═══ 提供された抜粋 ═══

サムスンが日本の電子部品業界を牽引する日

シャープとジャパンディスプレイは、長きにわたりiPhoneディスプレイの主要サプライヤーとして大きな存在感を示してきた。しかし最新機種のバージョン8(通称:iPhone8)  に関しては、どうやら従来からの日本のパートナー企業はあてにできないようだ。このためアップルは、7000万枚を超えるiPhone8用のディスプレイパネル用に新世代有機ELディスプレイを量産可能な唯一の企業であるサムスンに発注しなければならなかった。各サブピクセルが自ら発光するこの最新テクノロジーは、次世代の小型ディスプレイとして最も高性能だと言われる。画像はくっきり鮮やかで明るく、さらに消費電力も少ない。しかしその生産には巨額の技術的  投資が求められることから、今回の受注時期までに量産体制を整うことができた企業はサムソンを除きほぼ皆無だった。1990年代にはこの市場のパイオニアだった日本の大企業も今ではすっかり遅れをとっているが、有機ELの振興にあやかる複数の国内グループは、日本が世界の電子部品産業界における戦略的な立ち位置を今後も堅持すると確信している。新潟県で最も小さな市である見附に本社を構えるキャノンのグループ企業キャノントッキ(従業員400人)は、有機ELディスプレイ生産プロセスのリーダー企業で、これら発光ダイオードの真空蒸着・封止システムで市場シェア50%以上を誇る。その非常に複雑かつオートメーション化された機械(生産台数は年に10台ほど)の納入先は、サムスンを始めとするこのディスプレイパネルの組み立てメーカーだ。

日本の企業としてはこのほかにも、ディプレイパネル製造プロセスにおける蒸着メタルマスク(FMM)の製造シェア50%超を達成しているDNP(大日本印刷)、有機ELのディスプレイパネルに回路の形状を投影するリソグラフィ装置の多くを構築するニコンといった名も。さらに東京エレクトロンとアルバックにも、有機EL分野における輝かしい将来が待っている。

═══ 提供データ ═══

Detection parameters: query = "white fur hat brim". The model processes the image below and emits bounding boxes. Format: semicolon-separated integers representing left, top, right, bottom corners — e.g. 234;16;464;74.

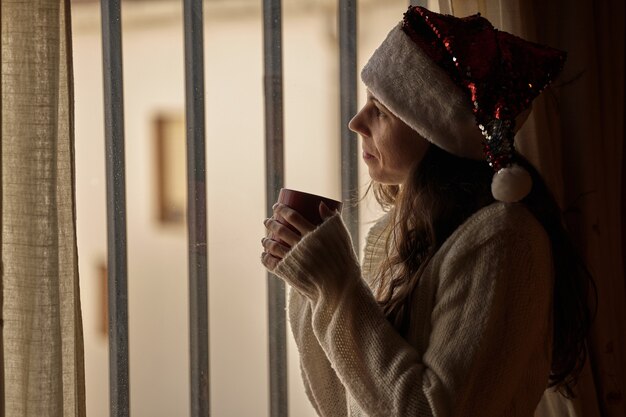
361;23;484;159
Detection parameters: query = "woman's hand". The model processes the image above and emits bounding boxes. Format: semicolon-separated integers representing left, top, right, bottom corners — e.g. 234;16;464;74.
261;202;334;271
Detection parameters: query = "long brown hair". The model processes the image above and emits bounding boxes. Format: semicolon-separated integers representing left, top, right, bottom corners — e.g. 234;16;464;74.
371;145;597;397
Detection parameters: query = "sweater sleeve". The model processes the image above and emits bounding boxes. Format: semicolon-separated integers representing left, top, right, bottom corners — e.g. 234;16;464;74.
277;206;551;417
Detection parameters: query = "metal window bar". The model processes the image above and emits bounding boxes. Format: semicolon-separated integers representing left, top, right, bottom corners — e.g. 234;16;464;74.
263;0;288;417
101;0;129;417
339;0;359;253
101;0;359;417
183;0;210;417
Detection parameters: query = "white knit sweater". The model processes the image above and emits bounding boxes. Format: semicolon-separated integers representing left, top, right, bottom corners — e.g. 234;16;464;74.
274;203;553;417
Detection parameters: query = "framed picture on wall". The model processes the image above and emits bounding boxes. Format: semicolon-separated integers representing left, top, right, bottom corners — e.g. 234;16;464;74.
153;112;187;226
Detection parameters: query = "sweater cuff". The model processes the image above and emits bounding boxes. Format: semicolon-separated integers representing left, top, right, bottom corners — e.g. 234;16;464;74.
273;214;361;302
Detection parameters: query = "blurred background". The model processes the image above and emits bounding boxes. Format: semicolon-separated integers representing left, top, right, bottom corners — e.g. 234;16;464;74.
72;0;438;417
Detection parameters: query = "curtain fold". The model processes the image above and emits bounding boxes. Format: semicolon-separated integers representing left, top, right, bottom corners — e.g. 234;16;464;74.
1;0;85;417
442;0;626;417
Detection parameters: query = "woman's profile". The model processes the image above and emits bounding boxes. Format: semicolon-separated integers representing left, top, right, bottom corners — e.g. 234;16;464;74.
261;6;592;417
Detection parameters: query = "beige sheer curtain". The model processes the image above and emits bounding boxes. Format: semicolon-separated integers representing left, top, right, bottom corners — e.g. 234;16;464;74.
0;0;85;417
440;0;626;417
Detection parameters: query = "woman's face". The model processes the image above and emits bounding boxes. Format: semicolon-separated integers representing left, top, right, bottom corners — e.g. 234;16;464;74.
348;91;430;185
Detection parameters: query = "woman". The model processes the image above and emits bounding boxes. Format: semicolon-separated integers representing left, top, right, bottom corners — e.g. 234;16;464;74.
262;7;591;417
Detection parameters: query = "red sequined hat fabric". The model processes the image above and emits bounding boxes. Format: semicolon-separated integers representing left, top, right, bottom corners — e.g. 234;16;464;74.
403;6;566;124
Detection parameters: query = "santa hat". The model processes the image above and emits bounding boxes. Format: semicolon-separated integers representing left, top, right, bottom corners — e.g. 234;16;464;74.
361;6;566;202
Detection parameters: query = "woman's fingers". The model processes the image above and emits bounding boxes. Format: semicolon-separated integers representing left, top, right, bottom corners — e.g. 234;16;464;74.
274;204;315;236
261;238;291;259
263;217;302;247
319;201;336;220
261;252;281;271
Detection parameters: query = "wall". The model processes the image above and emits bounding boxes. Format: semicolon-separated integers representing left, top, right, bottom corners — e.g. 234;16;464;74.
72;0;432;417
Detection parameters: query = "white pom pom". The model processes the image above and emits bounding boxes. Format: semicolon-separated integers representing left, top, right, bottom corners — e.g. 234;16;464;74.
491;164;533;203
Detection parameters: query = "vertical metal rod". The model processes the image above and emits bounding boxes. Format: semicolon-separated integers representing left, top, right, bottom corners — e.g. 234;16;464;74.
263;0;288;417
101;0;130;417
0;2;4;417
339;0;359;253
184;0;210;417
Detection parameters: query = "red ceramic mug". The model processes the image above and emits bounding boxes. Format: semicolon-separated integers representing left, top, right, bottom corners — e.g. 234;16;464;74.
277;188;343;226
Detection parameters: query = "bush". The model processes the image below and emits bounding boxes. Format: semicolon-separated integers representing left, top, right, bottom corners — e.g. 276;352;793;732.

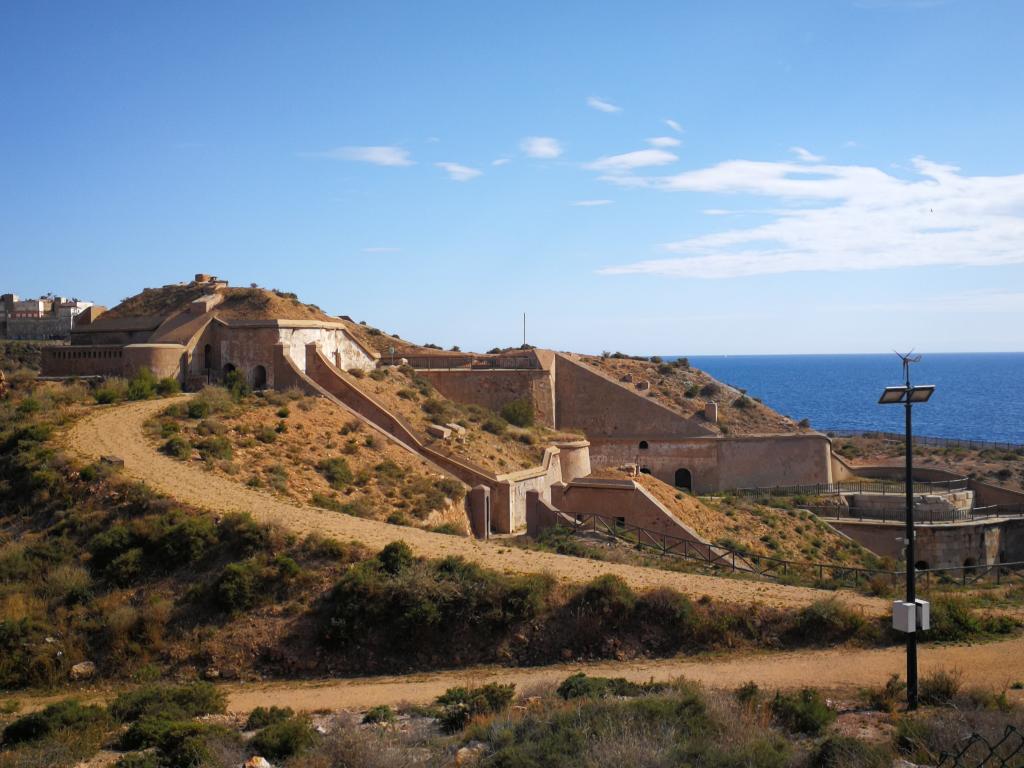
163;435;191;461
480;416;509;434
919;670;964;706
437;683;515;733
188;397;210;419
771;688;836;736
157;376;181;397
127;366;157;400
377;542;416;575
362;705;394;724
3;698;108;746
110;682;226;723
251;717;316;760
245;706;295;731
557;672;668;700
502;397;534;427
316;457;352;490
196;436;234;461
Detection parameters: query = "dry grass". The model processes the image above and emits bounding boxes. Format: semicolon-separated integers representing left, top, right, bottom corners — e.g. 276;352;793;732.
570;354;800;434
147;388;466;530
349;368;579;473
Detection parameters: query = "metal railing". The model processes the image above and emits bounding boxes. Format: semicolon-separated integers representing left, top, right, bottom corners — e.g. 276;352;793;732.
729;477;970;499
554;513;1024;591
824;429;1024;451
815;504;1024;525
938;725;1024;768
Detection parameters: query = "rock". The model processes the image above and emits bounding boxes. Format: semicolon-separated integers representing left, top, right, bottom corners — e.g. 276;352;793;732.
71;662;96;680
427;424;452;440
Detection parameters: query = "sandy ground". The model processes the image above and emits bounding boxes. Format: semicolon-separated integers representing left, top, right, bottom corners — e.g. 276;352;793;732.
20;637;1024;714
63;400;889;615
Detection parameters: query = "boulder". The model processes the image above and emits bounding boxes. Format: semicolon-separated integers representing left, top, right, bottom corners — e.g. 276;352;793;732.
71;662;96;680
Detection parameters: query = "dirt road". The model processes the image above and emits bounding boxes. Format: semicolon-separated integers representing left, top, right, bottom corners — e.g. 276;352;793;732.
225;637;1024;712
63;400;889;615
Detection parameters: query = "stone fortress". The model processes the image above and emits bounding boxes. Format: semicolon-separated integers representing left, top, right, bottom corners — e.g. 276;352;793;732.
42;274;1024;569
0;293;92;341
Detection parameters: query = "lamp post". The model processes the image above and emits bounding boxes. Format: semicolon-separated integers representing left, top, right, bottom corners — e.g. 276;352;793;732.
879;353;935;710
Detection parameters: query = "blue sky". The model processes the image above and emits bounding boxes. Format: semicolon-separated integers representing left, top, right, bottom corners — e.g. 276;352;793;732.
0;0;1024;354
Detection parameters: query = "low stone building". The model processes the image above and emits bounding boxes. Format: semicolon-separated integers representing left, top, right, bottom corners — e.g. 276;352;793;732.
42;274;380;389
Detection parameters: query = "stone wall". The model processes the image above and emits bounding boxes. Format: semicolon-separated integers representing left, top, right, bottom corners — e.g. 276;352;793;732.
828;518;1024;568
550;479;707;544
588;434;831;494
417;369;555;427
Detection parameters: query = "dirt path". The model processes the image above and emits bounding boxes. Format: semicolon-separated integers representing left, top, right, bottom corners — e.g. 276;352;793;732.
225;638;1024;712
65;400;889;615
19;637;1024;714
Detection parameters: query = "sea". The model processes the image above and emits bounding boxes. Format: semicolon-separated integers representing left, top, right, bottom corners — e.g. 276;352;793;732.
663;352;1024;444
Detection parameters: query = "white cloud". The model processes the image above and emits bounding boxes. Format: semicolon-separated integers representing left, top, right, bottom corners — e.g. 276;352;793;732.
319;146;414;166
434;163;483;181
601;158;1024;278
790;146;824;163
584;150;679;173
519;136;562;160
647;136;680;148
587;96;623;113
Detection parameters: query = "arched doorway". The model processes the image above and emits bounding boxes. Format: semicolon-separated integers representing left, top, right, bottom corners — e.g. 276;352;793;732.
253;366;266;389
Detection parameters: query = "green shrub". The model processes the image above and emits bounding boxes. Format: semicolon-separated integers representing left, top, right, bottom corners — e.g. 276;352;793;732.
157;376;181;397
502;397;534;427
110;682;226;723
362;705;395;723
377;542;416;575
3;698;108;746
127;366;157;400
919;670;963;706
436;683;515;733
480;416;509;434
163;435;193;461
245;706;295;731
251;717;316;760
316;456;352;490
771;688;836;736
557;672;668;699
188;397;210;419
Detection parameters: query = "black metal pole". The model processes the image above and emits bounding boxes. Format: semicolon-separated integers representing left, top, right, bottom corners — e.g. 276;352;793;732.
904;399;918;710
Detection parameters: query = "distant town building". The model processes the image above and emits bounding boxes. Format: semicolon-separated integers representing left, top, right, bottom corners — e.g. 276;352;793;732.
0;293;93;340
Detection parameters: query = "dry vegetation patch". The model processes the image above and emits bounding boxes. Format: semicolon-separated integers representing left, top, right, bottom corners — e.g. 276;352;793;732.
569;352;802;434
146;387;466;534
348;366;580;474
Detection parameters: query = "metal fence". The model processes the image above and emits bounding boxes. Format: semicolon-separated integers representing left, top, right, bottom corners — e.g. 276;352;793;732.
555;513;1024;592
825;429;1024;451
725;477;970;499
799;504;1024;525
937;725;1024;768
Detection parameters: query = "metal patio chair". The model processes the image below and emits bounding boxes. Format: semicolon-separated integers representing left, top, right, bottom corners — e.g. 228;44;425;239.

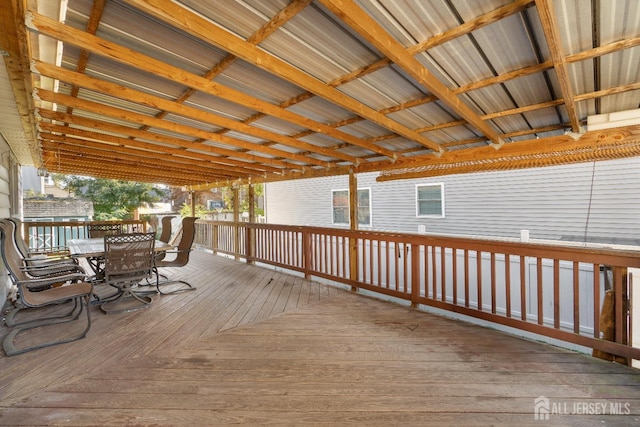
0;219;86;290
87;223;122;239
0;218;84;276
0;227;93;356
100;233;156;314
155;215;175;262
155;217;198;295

═══

# [やること]
a) 有機ELディスプレイについての抜粋を読み、次の問いに答えよ。
(i) アップルがiPhone8用ディスプレイパネルを発注した企業はどこか。
(ii) キャノントッキの従業員数は何人か。
(iii) DNP(大日本印刷)が製造シェア50%超を達成しているのは何か。
b) 有機ELディスプレイ業界についての抜粋を、最後の文の後から書き継げ。

# [課題ごとの結果]
a)
(i) サムスン
(ii) 400人
(iii) ディスプレイパネル製造プロセスにおける蒸着メタルマスク(FMM)

b)
マウスからヒトへ

人工多能性幹細胞、いわゆる「IPS」細胞の扱いにおいて、日本のテクノロジーによる新たな進展が期待できそうだ。英国と日本の研究チームは、生殖力のないマウスの細胞を採取し、これを遺伝子的に変化させて正常な精子を創り出した。そしてこの精子をもとに生殖力のある健常なマウスが誕生したという。ヒトの不妊治療にこのテクノロジーを応用できるようになるかもしれない、と研究者らは期待している。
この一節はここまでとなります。